## Task prompt:
Print the whole listing below word for word, keeping every line.

* Begin Given entries *

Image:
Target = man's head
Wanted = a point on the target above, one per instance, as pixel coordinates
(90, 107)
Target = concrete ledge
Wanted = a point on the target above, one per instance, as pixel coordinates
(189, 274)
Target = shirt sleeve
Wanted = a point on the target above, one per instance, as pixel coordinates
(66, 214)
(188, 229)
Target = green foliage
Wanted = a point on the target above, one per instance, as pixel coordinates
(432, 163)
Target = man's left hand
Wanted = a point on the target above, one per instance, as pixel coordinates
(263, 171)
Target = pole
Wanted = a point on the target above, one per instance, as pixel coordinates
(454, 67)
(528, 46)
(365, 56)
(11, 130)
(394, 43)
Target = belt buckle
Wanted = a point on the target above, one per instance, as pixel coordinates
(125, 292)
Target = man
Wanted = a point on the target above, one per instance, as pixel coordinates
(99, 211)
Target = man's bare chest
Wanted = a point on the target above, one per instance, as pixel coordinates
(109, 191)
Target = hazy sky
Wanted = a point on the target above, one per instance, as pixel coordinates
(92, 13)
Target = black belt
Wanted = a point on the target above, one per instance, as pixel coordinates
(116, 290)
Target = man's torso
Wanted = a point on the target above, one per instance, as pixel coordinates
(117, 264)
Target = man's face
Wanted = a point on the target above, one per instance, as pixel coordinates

* End Given entries *

## Solution to the exercise:
Image:
Target = man's head
Wanted = a point on the target above, one per instance, as pixel coordinates
(90, 107)
Target = concrete ledge
Wanted = a point on the target above, one per instance, as pixel coordinates
(189, 274)
Target = shirt sleeve
Wanted = a point on the target above, one per instance, as pixel coordinates
(66, 214)
(188, 229)
Target = green foliage
Wanted = a point on the target above, one per instance, as pixel coordinates
(432, 163)
Target = man's left hand
Wanted = a point on the target above, one per instance, as pixel coordinates
(263, 171)
Target = pole
Wanted = a point on the target above, one per instance, as pixel coordinates
(454, 67)
(528, 46)
(365, 56)
(11, 130)
(394, 43)
Target = belt buckle
Wanted = a point on the target above, one per instance, as pixel coordinates
(125, 292)
Target = man
Wanted = a point on the target above, one per instance, as pixel coordinates
(99, 211)
Target = man's bare chest
Wanted = a point on the target above, one per instance, as pixel coordinates
(109, 191)
Target = hazy sky
Wanted = a point on the target above, one per instance, as pixel coordinates
(92, 13)
Target = black belt
Wanted = a point on the target above, one per instance, as pixel coordinates
(116, 290)
Target = man's torso
Wanted = a point on the target above, one per instance, as pixel coordinates
(117, 264)
Target = man's face
Wanted = a point on the target above, one per instance, as pixel coordinates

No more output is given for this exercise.